§ **THE TASK**
Count the lines in the records below that contain the string "tall", matching case exactly, and give only the number.
━━ PROVIDED ENTRIES ━━
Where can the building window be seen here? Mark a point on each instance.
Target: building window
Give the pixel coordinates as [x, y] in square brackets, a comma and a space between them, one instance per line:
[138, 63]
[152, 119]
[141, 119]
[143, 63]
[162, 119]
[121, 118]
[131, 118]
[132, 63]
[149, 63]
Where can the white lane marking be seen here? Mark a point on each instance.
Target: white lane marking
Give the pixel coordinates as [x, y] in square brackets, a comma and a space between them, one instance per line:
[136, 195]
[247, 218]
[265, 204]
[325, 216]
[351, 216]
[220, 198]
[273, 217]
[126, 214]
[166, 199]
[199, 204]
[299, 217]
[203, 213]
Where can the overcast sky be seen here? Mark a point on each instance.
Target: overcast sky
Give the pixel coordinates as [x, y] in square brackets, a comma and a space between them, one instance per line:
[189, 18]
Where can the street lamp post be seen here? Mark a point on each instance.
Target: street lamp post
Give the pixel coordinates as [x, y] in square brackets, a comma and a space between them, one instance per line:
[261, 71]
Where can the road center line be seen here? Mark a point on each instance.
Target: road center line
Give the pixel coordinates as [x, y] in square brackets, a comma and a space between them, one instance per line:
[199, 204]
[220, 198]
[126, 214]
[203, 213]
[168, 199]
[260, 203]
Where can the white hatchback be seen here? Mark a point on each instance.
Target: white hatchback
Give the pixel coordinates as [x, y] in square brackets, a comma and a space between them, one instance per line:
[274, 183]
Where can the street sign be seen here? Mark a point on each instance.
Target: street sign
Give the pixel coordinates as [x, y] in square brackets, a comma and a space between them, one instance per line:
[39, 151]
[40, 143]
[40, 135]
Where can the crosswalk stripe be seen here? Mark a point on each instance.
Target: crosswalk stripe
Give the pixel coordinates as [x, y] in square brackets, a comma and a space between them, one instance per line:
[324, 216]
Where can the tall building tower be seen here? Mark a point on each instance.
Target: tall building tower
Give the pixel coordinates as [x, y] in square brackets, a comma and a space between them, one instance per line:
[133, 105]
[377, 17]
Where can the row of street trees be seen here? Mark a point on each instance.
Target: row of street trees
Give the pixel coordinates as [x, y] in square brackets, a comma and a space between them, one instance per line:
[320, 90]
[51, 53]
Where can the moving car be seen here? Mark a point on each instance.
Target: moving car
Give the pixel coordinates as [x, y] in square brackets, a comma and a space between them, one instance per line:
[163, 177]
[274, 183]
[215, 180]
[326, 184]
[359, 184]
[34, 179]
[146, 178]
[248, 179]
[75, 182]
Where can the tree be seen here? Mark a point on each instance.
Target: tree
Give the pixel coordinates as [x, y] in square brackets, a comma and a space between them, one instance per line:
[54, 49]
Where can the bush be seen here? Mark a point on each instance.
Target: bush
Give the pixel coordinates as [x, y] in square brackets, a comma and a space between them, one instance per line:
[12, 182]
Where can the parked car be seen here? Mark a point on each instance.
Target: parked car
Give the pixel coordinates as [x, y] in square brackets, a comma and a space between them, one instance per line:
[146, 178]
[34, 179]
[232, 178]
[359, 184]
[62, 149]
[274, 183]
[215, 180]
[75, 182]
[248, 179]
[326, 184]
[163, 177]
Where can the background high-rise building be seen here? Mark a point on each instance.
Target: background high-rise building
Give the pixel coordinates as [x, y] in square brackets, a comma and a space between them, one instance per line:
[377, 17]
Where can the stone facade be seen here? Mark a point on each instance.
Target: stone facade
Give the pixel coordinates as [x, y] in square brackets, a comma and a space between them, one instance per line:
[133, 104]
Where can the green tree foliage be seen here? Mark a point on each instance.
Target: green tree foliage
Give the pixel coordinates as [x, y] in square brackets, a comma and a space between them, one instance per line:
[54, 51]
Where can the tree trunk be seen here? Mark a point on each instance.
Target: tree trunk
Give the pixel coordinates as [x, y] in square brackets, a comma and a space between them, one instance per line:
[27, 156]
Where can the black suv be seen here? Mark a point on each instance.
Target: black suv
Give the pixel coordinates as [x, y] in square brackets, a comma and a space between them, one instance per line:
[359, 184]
━━━
━━ PROVIDED ENTRIES ━━
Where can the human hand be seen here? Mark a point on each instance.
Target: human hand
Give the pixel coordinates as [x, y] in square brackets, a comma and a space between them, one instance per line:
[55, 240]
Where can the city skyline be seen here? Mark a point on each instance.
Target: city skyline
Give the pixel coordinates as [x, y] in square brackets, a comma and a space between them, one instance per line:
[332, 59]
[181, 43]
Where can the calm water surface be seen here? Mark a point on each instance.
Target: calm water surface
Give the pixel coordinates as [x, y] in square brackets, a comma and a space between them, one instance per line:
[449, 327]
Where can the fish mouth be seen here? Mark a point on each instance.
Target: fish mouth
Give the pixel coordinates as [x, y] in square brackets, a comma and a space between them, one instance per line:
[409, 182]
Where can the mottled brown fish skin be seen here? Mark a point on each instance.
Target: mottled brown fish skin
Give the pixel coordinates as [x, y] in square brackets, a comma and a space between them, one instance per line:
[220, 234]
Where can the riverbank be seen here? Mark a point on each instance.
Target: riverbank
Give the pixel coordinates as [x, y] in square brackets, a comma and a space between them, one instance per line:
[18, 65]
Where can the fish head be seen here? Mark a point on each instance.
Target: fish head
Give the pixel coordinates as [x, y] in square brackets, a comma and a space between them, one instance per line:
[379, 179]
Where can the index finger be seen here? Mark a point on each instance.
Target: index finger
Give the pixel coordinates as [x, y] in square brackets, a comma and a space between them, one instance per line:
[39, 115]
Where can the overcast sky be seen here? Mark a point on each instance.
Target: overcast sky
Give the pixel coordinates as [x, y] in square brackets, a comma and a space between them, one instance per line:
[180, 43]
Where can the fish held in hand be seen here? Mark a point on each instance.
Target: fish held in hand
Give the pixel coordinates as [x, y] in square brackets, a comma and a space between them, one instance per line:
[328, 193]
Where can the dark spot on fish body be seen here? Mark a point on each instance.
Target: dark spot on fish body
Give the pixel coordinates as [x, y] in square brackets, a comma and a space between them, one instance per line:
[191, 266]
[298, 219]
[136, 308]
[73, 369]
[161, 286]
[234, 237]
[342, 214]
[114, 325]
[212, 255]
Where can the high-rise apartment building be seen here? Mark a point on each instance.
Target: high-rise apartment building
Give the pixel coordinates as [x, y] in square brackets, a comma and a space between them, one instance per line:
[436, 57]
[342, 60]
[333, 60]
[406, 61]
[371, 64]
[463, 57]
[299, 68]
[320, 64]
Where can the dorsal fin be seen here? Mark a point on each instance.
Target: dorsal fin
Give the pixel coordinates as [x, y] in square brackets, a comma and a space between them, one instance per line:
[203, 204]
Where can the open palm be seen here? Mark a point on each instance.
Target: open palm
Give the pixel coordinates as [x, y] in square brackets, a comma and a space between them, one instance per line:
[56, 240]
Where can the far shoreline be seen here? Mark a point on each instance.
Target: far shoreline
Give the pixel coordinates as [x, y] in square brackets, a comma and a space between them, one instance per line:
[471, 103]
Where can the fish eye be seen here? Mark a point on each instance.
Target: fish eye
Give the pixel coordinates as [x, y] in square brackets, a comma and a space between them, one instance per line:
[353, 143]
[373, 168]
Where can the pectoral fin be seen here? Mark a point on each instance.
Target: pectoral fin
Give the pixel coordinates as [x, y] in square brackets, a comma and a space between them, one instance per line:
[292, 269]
━━━
━━ PROVIDED ENTRIES ━━
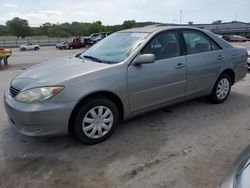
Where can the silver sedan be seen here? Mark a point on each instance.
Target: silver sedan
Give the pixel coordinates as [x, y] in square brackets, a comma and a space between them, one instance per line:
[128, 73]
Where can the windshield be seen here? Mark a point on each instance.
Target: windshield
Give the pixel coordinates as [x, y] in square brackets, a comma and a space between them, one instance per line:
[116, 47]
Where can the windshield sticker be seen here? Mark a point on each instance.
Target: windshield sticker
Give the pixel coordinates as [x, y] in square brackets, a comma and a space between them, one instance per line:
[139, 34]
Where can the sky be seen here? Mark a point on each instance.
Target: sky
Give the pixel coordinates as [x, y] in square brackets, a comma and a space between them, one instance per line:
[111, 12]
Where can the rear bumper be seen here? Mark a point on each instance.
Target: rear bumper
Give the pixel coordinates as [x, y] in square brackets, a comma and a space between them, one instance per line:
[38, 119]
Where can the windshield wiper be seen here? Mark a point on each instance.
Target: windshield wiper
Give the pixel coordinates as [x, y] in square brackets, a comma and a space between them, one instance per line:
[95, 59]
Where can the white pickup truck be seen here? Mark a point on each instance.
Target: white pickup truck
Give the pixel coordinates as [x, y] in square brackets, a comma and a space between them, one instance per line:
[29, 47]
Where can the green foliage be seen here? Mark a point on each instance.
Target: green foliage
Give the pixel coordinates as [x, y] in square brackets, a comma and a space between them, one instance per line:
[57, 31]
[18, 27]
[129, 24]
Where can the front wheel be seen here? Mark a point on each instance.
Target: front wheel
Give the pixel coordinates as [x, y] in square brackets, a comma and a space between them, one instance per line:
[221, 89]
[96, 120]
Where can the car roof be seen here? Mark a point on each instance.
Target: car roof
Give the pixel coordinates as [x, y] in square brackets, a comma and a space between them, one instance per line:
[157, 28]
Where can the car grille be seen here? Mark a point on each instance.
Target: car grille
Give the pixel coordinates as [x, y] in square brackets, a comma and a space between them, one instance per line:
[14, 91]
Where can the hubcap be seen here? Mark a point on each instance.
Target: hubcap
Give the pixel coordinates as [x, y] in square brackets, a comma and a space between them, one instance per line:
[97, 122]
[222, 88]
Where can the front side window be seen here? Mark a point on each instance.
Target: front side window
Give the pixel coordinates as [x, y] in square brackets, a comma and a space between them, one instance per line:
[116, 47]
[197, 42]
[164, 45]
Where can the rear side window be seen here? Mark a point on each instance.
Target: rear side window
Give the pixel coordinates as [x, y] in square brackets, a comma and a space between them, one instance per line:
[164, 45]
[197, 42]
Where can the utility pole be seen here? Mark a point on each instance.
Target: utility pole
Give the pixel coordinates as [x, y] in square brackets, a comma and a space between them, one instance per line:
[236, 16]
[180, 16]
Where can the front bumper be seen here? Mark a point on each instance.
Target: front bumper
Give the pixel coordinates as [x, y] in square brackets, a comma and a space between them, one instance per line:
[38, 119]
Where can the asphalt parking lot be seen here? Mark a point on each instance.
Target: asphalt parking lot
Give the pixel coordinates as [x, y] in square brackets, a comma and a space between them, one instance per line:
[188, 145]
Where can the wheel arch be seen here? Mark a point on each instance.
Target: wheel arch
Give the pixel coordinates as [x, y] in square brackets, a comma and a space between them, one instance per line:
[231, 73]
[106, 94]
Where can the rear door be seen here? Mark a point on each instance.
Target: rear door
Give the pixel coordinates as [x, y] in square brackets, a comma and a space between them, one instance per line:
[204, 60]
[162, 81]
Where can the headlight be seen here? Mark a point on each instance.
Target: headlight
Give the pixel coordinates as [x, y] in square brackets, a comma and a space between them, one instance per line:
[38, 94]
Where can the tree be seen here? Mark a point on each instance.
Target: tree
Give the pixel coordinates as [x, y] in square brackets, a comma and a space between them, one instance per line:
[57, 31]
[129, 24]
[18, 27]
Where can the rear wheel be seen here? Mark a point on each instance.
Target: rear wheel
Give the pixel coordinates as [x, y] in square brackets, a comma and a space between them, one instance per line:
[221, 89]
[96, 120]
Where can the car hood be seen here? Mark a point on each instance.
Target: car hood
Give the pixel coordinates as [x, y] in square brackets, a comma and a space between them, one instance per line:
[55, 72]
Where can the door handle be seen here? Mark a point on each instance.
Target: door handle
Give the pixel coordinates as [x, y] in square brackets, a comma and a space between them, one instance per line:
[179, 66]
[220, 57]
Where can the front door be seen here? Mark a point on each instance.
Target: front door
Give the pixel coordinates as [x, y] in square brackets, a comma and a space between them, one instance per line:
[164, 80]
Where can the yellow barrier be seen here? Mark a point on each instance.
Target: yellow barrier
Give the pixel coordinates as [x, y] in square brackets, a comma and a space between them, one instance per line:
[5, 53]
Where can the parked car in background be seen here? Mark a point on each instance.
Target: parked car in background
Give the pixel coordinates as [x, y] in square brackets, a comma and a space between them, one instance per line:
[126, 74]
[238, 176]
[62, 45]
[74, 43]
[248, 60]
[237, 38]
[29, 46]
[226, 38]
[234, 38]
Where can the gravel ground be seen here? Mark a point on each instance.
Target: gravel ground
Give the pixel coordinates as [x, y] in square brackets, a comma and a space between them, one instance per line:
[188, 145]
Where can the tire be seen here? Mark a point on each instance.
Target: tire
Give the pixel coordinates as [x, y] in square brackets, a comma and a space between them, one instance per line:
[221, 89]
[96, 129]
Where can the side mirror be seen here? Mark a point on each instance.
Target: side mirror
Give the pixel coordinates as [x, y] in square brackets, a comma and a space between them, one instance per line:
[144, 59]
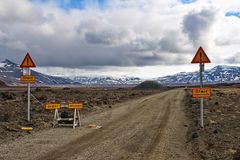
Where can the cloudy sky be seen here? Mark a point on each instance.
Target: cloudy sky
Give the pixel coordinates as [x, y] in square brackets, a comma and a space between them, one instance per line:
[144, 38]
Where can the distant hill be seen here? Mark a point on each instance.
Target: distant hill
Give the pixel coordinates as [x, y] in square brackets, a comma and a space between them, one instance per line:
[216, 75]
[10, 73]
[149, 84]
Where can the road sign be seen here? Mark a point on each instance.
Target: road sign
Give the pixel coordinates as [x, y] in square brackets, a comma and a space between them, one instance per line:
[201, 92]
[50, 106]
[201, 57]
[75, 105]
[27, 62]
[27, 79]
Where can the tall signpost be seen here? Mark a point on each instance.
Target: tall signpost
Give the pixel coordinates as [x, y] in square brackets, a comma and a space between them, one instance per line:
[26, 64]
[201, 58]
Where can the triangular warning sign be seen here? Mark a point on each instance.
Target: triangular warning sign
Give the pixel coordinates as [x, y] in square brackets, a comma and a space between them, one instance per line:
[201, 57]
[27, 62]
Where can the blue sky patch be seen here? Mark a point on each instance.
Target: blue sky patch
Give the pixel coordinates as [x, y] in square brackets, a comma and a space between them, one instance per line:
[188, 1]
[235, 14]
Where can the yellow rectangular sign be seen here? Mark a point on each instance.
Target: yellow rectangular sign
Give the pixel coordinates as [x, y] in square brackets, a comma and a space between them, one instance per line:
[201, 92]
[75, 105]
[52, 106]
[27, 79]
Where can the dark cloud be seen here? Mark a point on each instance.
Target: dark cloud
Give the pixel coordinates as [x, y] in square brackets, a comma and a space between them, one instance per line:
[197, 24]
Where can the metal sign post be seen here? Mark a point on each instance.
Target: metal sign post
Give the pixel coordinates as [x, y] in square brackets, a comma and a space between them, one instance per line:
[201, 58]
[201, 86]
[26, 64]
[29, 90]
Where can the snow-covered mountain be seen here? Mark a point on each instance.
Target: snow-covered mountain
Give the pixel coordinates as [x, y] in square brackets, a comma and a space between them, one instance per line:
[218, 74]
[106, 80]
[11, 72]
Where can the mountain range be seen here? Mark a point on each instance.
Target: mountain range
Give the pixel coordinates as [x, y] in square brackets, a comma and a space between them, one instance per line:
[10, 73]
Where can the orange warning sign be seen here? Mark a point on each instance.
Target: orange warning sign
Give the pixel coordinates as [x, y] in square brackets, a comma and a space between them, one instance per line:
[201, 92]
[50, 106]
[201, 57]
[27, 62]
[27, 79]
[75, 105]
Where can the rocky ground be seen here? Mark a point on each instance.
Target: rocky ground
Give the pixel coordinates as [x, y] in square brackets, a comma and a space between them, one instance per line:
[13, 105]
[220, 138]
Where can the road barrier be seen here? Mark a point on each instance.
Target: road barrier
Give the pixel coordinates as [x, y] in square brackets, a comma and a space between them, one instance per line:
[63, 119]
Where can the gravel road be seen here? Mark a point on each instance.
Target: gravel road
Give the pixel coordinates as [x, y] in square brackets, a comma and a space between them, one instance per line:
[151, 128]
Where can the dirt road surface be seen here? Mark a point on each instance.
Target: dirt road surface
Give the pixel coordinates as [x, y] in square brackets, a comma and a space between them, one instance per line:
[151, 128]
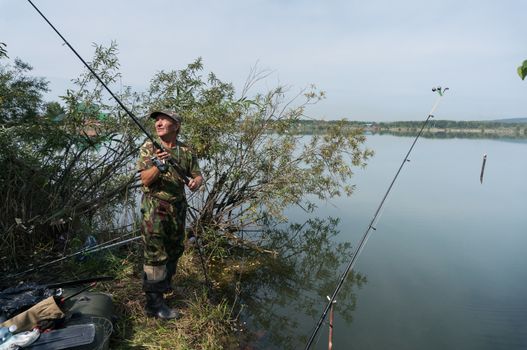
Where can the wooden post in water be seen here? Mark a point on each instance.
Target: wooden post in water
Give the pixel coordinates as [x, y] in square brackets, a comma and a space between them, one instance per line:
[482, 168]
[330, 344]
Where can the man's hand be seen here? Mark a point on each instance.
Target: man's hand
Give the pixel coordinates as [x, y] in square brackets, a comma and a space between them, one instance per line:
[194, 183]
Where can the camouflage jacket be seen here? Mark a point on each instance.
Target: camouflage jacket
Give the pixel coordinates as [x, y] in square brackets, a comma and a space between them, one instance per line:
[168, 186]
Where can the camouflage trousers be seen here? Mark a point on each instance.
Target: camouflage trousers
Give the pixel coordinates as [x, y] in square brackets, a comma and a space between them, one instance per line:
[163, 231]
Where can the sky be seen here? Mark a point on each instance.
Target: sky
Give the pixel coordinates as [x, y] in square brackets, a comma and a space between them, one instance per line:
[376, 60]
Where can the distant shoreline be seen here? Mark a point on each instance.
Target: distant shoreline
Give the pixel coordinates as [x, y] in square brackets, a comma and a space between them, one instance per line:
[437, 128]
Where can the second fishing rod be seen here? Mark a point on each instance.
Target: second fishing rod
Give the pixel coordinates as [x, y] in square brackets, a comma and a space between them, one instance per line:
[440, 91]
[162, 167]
━━━
§ **ANSWER TO THE PROBLEM**
4